Required action: The answer must be every line from the entries below that contains "elephant".

Input records START

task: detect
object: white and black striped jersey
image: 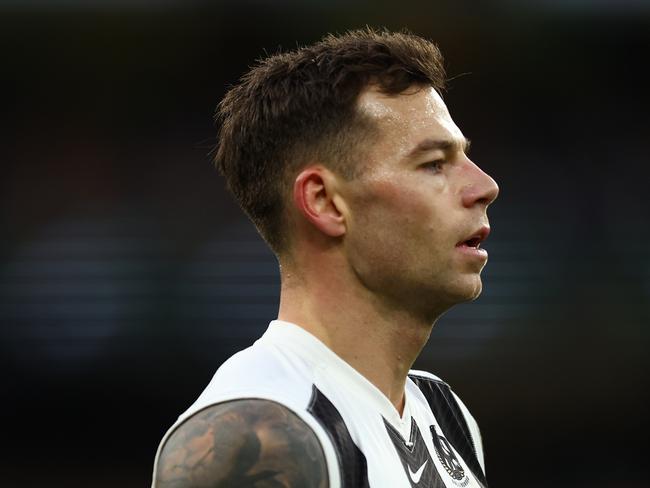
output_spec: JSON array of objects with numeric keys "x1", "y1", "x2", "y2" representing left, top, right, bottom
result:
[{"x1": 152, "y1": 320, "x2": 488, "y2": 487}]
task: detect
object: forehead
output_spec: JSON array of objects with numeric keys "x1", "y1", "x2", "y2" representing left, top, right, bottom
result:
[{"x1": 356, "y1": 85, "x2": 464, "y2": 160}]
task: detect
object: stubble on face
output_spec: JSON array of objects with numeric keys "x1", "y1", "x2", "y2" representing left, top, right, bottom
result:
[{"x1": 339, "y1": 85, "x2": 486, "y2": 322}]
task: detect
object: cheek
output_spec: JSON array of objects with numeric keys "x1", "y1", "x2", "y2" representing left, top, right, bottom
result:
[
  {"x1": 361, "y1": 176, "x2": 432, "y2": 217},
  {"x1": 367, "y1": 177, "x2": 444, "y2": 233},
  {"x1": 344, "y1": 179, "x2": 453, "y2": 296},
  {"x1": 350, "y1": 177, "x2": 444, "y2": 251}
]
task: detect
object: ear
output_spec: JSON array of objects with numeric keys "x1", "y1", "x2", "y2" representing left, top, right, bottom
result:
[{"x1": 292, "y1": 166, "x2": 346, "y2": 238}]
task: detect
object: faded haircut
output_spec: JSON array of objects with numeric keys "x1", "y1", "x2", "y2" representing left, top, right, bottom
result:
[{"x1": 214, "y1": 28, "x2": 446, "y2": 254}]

Input records END
Input records START

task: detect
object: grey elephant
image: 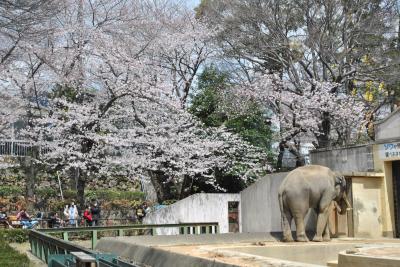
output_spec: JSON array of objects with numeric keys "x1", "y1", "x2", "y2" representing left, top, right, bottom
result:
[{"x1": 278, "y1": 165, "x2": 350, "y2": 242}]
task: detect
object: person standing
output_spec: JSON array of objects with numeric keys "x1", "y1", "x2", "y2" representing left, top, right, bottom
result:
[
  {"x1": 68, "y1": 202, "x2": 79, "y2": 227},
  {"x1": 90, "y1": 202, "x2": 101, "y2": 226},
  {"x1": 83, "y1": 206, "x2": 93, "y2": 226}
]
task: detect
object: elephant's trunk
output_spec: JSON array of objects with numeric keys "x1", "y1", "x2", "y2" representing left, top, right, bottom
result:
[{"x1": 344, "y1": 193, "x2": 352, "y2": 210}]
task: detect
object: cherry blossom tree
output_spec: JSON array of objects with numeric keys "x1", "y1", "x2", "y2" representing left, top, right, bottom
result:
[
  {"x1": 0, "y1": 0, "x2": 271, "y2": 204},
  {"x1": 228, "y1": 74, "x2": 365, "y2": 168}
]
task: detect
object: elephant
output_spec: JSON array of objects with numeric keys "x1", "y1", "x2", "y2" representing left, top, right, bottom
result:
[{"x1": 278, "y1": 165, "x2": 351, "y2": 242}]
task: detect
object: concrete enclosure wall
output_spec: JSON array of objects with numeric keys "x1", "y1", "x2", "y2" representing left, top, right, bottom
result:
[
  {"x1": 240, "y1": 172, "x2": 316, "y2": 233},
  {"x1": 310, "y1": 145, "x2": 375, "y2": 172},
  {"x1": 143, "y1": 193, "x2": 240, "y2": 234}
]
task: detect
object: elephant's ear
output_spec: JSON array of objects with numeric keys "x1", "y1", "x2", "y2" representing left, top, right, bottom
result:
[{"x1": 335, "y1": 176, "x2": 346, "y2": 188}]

Input records END

Written answer:
object: grey elephant
object: elephant's trunk
object: elephant
object: elephant's ear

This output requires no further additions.